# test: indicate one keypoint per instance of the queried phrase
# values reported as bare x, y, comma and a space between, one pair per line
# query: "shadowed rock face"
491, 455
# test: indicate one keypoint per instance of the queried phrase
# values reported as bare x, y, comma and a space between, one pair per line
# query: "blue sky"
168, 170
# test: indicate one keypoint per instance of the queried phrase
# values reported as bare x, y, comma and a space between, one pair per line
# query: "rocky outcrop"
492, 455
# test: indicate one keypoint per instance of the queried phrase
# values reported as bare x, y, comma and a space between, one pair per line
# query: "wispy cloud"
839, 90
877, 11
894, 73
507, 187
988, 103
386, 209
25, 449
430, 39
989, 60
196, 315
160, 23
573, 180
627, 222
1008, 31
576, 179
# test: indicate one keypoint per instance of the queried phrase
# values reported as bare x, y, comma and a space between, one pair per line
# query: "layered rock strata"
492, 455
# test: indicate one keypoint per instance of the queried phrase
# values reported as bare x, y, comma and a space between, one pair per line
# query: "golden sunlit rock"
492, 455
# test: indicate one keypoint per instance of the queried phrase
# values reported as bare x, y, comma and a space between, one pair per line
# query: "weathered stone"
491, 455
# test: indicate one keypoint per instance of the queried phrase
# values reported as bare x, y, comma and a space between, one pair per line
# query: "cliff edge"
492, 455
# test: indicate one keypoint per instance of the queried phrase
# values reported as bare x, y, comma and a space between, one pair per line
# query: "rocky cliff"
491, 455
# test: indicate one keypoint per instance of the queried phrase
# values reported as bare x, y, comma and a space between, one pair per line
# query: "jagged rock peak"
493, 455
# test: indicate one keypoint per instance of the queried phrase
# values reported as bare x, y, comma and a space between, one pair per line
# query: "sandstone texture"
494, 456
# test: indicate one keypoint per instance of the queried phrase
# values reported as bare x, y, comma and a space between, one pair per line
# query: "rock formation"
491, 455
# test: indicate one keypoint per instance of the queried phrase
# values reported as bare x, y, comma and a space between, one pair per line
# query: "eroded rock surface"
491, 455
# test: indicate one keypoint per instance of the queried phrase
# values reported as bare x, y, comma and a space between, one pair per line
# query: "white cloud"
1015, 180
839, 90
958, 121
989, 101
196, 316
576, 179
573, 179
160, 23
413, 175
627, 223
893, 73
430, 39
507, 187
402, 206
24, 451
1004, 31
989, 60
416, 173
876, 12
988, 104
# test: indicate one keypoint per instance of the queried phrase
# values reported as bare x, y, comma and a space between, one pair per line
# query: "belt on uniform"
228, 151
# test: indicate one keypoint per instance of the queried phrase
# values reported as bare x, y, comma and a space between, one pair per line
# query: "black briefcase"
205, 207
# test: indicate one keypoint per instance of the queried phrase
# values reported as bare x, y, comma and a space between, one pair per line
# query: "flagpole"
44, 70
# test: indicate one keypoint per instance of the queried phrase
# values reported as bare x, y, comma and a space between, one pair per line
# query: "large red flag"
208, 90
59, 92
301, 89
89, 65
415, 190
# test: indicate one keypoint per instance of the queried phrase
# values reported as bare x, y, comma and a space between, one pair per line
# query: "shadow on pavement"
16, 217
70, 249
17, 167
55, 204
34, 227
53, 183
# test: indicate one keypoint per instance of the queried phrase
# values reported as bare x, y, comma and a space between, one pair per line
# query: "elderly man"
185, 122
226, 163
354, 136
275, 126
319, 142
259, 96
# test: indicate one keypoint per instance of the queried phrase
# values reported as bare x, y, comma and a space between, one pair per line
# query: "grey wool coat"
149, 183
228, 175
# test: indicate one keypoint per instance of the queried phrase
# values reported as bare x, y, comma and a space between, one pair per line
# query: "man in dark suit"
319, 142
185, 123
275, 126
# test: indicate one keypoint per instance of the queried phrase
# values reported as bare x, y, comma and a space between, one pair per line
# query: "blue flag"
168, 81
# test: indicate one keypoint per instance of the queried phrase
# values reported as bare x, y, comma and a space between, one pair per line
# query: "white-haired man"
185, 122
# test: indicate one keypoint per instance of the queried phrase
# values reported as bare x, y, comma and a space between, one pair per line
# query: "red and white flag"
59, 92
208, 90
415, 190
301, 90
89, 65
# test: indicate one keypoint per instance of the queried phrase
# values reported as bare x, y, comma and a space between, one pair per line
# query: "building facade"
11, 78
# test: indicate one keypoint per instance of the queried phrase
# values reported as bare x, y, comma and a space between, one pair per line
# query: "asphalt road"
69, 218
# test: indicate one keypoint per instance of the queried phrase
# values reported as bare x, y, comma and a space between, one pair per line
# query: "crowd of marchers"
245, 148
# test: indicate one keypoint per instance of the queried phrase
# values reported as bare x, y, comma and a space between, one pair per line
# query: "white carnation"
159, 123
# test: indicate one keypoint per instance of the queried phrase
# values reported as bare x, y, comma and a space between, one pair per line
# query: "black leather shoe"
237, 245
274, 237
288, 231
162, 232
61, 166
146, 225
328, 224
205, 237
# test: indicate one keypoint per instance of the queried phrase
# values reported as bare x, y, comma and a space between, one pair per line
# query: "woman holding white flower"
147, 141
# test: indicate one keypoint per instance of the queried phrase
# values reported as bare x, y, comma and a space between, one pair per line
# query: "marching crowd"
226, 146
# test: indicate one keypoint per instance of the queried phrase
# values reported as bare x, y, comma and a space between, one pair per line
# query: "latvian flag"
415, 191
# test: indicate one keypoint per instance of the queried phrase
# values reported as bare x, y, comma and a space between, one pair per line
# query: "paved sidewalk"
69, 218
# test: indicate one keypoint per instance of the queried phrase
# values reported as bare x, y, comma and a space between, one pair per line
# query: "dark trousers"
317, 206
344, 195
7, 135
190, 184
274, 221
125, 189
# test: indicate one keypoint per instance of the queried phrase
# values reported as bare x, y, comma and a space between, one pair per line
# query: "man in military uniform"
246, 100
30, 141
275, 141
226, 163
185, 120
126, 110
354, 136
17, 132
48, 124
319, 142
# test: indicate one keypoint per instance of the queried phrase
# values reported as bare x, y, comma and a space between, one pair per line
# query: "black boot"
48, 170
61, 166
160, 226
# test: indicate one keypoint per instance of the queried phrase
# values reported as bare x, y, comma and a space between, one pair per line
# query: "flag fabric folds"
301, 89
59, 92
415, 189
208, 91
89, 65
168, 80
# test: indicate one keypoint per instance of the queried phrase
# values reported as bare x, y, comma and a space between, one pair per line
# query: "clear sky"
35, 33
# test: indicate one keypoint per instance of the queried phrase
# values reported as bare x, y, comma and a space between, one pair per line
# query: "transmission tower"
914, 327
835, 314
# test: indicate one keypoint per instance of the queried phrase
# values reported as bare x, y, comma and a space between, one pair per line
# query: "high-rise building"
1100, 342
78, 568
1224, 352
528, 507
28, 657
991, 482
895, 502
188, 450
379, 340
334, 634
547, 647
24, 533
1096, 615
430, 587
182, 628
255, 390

------------------------------------------------------------

● **What you need to do**: Output the listing above in its entirety, exactly as given.

● **Result of the task**:
# test: indicate one keypoint per instance of the queried phrase
# values reported as bare x, y, comma and a space between, one pair per line
# query: "shadowed rock face"
491, 455
# test: indicate one keypoint per instance of the queried phrase
# values reported as bare x, y, comma and a space between, one pair per line
# query: "blue sky"
168, 170
# test: indicate one keypoint per instance of the queried phrase
# values reported as bare x, y, comma and a space between, one pair per line
# query: "rocky outcrop"
492, 455
# test: indicate one keypoint per instance of the queried phrase
# values reported as bare x, y, comma and a space between, one pair per line
# query: "wispy cloud"
839, 90
877, 11
894, 73
507, 187
988, 103
386, 209
25, 449
430, 39
989, 60
196, 315
160, 23
573, 180
627, 222
1008, 31
576, 179
# test: indicate one keypoint per instance of the queried phrase
# values reported as bare x, y, comma and a space between, one pair per line
# query: "layered rock strata"
492, 455
# test: indicate one keypoint per instance of the queried phrase
# values reported as bare x, y, comma and a space between, one pair per line
# query: "golden sunlit rock"
492, 455
# test: indicate one keypoint per instance of the queried phrase
# values reported as bare x, y, comma and a space between, one pair per line
# query: "weathered stone"
491, 455
# test: indicate one keypoint per instance of the queried phrase
# values reported as bare x, y, comma and a space between, one pair per line
# query: "cliff edge"
492, 455
# test: indicate one keypoint per instance of the queried phrase
# values reported as bare x, y, comma and a space between, one pair per line
# query: "rocky cliff"
491, 455
# test: indicate one keypoint per instance of the queried phrase
# values reported as bare x, y, comma and a space between, one pair per line
# query: "jagged rock peak"
493, 455
# test: indicate one keypoint per instance of the queried phrase
# values reported as bare x, y, comma and a space between, one pair per line
# query: "sandstone texture"
494, 456
# test: indicate one keypoint per instance of the queried phrase
# values reported as bare x, y, comma and a space between, one pair per line
# query: "rock formation"
491, 455
# test: indicate one keypoint per instance of the queried phrase
# values reported as bare x, y, comma and a space between, one pair per line
# query: "eroded rock surface"
491, 455
# test: indicate one keypoint per instance of the queried phrase
# values reported as bare x, y, comma and a space between, one pair per line
# query: "white cloud"
1015, 180
839, 90
958, 121
989, 101
196, 316
576, 179
573, 179
160, 23
413, 175
627, 223
893, 73
430, 39
507, 187
402, 206
24, 451
1004, 31
989, 60
416, 173
876, 12
988, 104
# test: indicate one keypoint per instance of the queried phrase
# values reported as bare x, y, comma and a space between, one pair per line
# query: "belt on uniform"
228, 151
# test: indicate one keypoint per instance of the queried phrase
# values reported as bare x, y, comma and a space between, one pair per line
# query: "black briefcase"
205, 207
# test: indicate one keypoint per instance of the queried phrase
# values reported as bare x, y, comma and a space between, one pair per line
# query: "flagpole"
44, 70
# test: indicate one keypoint per instance of the queried phrase
# values reported as bare x, y, comma and a space between, one pair per line
# query: "large red flag"
208, 90
59, 92
301, 89
89, 65
415, 190
# test: indicate one keypoint per instance of the queried phrase
# values reported as bare x, y, comma and a space between, one pair per line
# query: "shadow on pavement"
16, 217
70, 249
17, 167
55, 204
34, 227
53, 183
# test: indicate one keypoint per instance of the queried phrase
# values reported as bare x, y, comma and a space between, one pair per line
# query: "elderly man"
185, 122
226, 163
354, 136
275, 126
319, 142
259, 96
# test: indicate one keypoint per instance of the queried phrase
# values reported as bare x, y, comma and a space between, one pair per line
# query: "grey wool coat"
149, 183
228, 175
# test: indicate one keypoint per instance of the queried phrase
# values reported as bare x, y, comma and a space between, one pair per line
# query: "man in dark suit"
319, 142
185, 123
275, 126
# test: indicate one keypoint per instance of the queried phrase
# values reported as bare x, y, comma and a space between, one pair per line
# query: "blue flag"
168, 81
# test: indicate one keypoint per instance of the queried phrase
# values reported as bare x, y, comma and a space between, one pair per line
# query: "white-haired man"
185, 122
# test: indicate one keypoint per instance of the queried phrase
# values reported as bare x, y, comma and a space between, one pair per line
# query: "red and white flag"
59, 92
208, 90
415, 190
301, 90
89, 65
# test: indicate one keypoint per instance of the queried phrase
# values reported as bare x, y, comma and a space between, one pair per line
# query: "building facade"
11, 78
# test: indicate one keypoint per instance of the queried phrase
# values reported as bare x, y, comma and a space between, one pair per line
# query: "asphalt road"
69, 218
# test: indicate one keypoint per instance of the queried phrase
# values reported as bare x, y, comma and a space between, one pair per line
# query: "crowd of marchers"
245, 148
# test: indicate one keypoint per instance of the queried phrase
# values reported as bare x, y, comma and a space between, one pair per line
# query: "white carnation"
159, 123
# test: indicate one keypoint per instance of the queried phrase
# values reported as bare x, y, comma and a space between, one pair per line
# query: "black leather shoe"
237, 245
274, 237
288, 231
162, 232
61, 166
146, 225
328, 224
205, 237
# test: indicate one keypoint per instance of the queried phrase
# values reported as bare x, y, comma and a space between, one pair per line
# query: "woman holding white flower"
147, 141
# test: indicate one keypoint per instance of the queried phrase
# values reported as bare x, y, comma and a space between, one pair per line
# query: "marching crowd"
226, 146
# test: indicate one keypoint per instance of the queried phrase
# values reported as bare x, y, comma and a space between, one pair per line
# query: "latvian flag"
415, 191
# test: indicate one keypoint per instance of the queried phrase
# values reported as bare x, y, comma and a space between, one pair per line
# query: "paved sidewalk"
69, 218
# test: indicate one keypoint per instance of the queried phrase
# values reported as bare x, y, comma and a space between, one pair per line
# query: "dark trousers"
317, 206
344, 195
7, 135
190, 184
274, 221
125, 189
# test: indicate one keypoint per instance of the queried phrase
# values reported as bare x, y, comma and a space between, one pair per line
# query: "man in military uniform"
246, 100
30, 141
275, 141
226, 163
185, 120
126, 110
354, 136
17, 132
48, 124
319, 142
# test: indicate one keypoint per instance of the queried phrase
# values reported as bare x, y, comma and a space between, one pair per line
# query: "black boot"
48, 170
61, 166
160, 226
# test: indicate one keypoint per instance of the queried phrase
# values reported as bare x, y, comma and a space between, one pair per line
# query: "flag fabric folds"
301, 89
59, 92
415, 189
208, 91
89, 65
168, 80
# test: indicate one keypoint per instance of the queried phrase
# values reported as bare x, y, comma and a space between, one pair per line
# query: "clear sky"
35, 33
# test: indicate one keypoint per instance of the queried phrase
# values reported as bare x, y, comma and a space between, one pair per line
# query: "transmission tower"
914, 327
835, 314
# test: indicate one keypoint per instance of the queried phrase
# values reported as bare x, y, comma and a space between, one pair per line
# query: "high-rise building"
1100, 342
78, 568
1224, 352
528, 507
28, 657
991, 482
895, 502
188, 450
379, 340
334, 634
547, 647
24, 533
1096, 615
430, 587
182, 628
255, 390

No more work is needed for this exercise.